[Task statement] Output all the data below verbatim.

[Exercise input]
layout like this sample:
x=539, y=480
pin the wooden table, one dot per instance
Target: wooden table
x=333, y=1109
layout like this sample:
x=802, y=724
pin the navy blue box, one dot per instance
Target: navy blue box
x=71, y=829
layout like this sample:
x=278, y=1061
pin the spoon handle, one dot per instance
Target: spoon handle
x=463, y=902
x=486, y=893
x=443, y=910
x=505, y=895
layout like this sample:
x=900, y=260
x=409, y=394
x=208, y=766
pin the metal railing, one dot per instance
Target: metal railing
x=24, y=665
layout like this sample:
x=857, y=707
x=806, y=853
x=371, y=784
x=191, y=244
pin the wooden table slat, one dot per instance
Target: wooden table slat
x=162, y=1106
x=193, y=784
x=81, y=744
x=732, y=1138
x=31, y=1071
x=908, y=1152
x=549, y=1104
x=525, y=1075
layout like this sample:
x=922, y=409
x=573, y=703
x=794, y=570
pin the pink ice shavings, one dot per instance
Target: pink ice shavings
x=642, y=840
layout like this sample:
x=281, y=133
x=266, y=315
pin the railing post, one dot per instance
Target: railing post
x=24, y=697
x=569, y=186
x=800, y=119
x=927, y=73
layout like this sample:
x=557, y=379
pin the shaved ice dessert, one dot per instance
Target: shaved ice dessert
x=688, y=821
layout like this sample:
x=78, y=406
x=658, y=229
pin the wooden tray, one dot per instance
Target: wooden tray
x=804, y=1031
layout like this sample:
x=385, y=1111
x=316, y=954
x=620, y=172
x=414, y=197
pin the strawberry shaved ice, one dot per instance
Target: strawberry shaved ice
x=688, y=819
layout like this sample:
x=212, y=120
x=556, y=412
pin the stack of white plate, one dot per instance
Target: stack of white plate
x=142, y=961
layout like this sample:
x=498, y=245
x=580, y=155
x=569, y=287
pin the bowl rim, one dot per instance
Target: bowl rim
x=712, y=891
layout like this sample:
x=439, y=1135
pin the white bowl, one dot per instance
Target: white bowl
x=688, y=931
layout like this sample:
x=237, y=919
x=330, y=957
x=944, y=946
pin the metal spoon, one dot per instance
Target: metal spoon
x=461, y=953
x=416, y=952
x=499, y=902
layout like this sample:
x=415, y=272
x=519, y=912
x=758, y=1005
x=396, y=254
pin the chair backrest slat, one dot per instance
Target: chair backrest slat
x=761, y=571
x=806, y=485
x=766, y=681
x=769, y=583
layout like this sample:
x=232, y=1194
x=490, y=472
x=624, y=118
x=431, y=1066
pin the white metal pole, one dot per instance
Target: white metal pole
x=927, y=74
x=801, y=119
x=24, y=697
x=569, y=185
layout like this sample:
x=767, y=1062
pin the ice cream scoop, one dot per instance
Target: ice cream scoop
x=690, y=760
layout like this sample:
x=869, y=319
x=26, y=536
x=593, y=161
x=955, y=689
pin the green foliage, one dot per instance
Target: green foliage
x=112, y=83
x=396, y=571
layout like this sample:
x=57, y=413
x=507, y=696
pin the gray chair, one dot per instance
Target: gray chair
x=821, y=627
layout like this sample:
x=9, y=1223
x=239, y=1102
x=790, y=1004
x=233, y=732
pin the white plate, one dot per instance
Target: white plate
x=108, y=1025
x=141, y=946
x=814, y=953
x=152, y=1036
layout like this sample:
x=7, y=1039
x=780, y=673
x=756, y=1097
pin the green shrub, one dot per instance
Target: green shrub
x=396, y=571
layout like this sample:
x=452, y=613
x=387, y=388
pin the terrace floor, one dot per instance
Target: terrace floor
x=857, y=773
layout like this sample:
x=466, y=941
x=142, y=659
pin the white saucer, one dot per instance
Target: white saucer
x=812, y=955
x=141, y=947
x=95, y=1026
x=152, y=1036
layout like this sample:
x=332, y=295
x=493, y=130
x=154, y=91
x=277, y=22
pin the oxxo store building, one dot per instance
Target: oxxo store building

[Answer to the problem]
layout like this sample:
x=539, y=480
pin the wooden table, one dot per instance
Target: wooden table
x=333, y=1109
layout like this sample:
x=802, y=724
pin the navy blue box, one dot per instance
Target: navy blue box
x=71, y=829
layout like this sample:
x=278, y=1061
pin the spoon handle, one dot per instance
Target: spoon handle
x=463, y=902
x=486, y=893
x=443, y=910
x=505, y=895
layout like this sample:
x=900, y=260
x=409, y=394
x=208, y=766
pin the metal railing, one dot per instance
Target: metal railing
x=24, y=665
layout like this sample:
x=857, y=707
x=806, y=853
x=371, y=784
x=191, y=244
pin the wooden table slat, one dot per instance
Target: wooden table slat
x=162, y=1106
x=193, y=784
x=81, y=744
x=732, y=1138
x=31, y=1071
x=908, y=1152
x=549, y=1104
x=525, y=1075
layout like this sample:
x=922, y=409
x=573, y=703
x=794, y=570
pin the pink ice shavings, one dot per instance
Target: pink ice shavings
x=642, y=840
layout like this sample:
x=281, y=133
x=266, y=315
pin the railing post, one dot per instance
Target: railing post
x=24, y=697
x=569, y=186
x=800, y=119
x=927, y=73
layout like this sample:
x=557, y=379
pin the shaved ice dessert, one dot per instance
Target: shaved ice dessert
x=688, y=821
layout like this sample:
x=78, y=406
x=658, y=229
pin the wooden tray, one dot per instance
Target: wooden tray
x=804, y=1031
layout like this sample:
x=385, y=1111
x=316, y=954
x=620, y=172
x=414, y=197
pin the strawberry shaved ice, one dot per instance
Target: strawberry shaved ice
x=688, y=819
layout like this sample:
x=212, y=120
x=556, y=412
pin the stack of white plate, one dot per instance
Target: stack of white plate
x=142, y=961
layout like this sample:
x=498, y=245
x=580, y=155
x=569, y=287
pin the bowl rim, one dot per instance
Target: bowl rim
x=712, y=891
layout like this sample:
x=439, y=1135
pin the white bowl, one dot per instance
Target: white bowl
x=688, y=931
layout like this sample:
x=237, y=919
x=330, y=957
x=944, y=946
pin the metal spoon, one dot per instance
Target: metal spoon
x=461, y=953
x=416, y=952
x=499, y=902
layout like this sample:
x=415, y=272
x=519, y=912
x=758, y=1005
x=396, y=254
pin the chair backrest slat, one dot per instance
Target: chair backrest slat
x=761, y=571
x=806, y=485
x=766, y=681
x=769, y=583
layout like this sample:
x=232, y=1194
x=490, y=472
x=624, y=118
x=431, y=1066
pin the white metal pole, one dot per instance
Target: white metal pole
x=927, y=74
x=801, y=119
x=24, y=697
x=569, y=185
layout like this sample:
x=767, y=1062
pin the ice cream scoop, one dot per instance
Target: ice cream scoop
x=690, y=760
layout like this sample:
x=869, y=319
x=26, y=536
x=593, y=161
x=955, y=689
pin the green foliage, one dot per instance
Target: green foliage
x=112, y=83
x=396, y=571
layout like this sample:
x=57, y=413
x=507, y=696
pin the gray chair, one dot per instance
Target: gray chair
x=821, y=627
layout like this sample:
x=9, y=1223
x=239, y=1102
x=790, y=1004
x=233, y=732
pin the white plate, one dot per instance
Target: white plate
x=108, y=1025
x=141, y=946
x=814, y=953
x=152, y=1036
layout like this sample:
x=7, y=1039
x=780, y=673
x=756, y=1097
pin the green shrub, one dot per instance
Target: green shrub
x=396, y=571
layout like this sample:
x=452, y=613
x=387, y=388
pin the terrace floor, one dot per instance
Target: terrace floor
x=857, y=773
layout like this sample:
x=466, y=941
x=142, y=659
pin the white saucer, one dot per instance
Target: white saucer
x=812, y=955
x=141, y=947
x=95, y=1026
x=152, y=1036
layout like this sample:
x=332, y=295
x=493, y=130
x=154, y=91
x=277, y=22
pin the oxxo store building, one dot per instance
Target: oxxo store building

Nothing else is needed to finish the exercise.